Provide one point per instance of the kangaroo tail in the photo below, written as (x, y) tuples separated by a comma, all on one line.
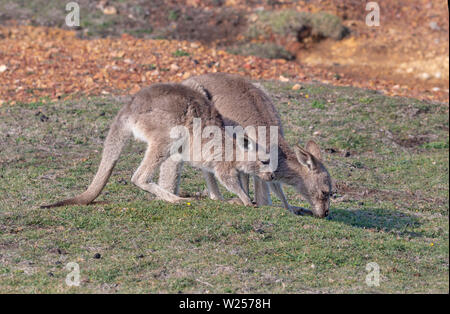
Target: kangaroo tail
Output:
[(115, 141)]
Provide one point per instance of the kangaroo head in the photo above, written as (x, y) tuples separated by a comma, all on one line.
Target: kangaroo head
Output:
[(315, 185)]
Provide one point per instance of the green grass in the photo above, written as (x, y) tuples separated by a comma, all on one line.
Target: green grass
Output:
[(289, 22), (391, 207), (263, 50)]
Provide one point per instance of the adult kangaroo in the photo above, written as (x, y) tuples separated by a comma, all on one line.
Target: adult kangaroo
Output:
[(157, 115)]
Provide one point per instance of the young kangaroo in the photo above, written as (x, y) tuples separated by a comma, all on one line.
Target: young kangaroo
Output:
[(242, 103), (151, 116)]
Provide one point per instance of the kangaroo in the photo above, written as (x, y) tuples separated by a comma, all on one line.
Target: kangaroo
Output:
[(151, 116), (242, 103)]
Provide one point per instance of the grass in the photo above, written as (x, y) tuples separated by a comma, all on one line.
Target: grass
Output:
[(391, 207), (262, 50)]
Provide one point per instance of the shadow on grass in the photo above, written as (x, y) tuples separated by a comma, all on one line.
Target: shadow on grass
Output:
[(377, 218)]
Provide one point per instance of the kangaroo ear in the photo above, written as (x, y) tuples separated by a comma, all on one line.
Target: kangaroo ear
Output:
[(305, 158), (314, 149)]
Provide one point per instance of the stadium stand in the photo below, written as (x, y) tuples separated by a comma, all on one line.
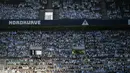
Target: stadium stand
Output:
[(67, 9), (104, 51)]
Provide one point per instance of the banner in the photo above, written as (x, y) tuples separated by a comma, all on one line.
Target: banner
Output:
[(67, 22)]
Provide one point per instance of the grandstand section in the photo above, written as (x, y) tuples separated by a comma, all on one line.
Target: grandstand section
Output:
[(68, 51), (65, 9)]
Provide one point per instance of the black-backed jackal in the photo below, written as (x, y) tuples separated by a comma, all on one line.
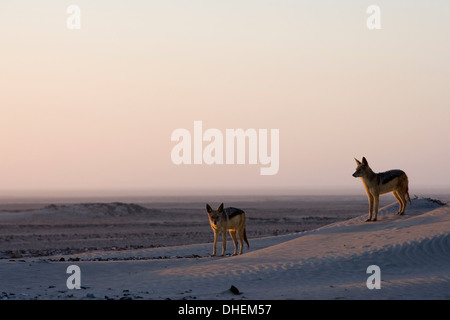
============================================================
Copy the data above word for word, starting at the line that contains "Provide one point per instance of the stadium" and ending at the last line of the data. Leave out the pictures.

OUTPUT OF THE TASK:
Provide one point per instance of the stadium stand in the photo below, written as (x, y) tuples separated by a comma, all on one line.
Target: stadium stand
Output:
[(67, 9), (104, 51)]
Provide one point per instance of the banner in the photo above, written as (x, y) tuples separated by a comma, all on one line.
Target: banner
Output:
[(67, 22)]
Provide one point per instance of the grandstand section in the photo above, written as (x, y) tuples separated by a comma, all on one line.
Target: grandstand section
Output:
[(68, 51), (65, 9)]
Provide one point per instance of the black-backed jackal in the photo below, written as (x, y) tuples separated by a comma, all on one line.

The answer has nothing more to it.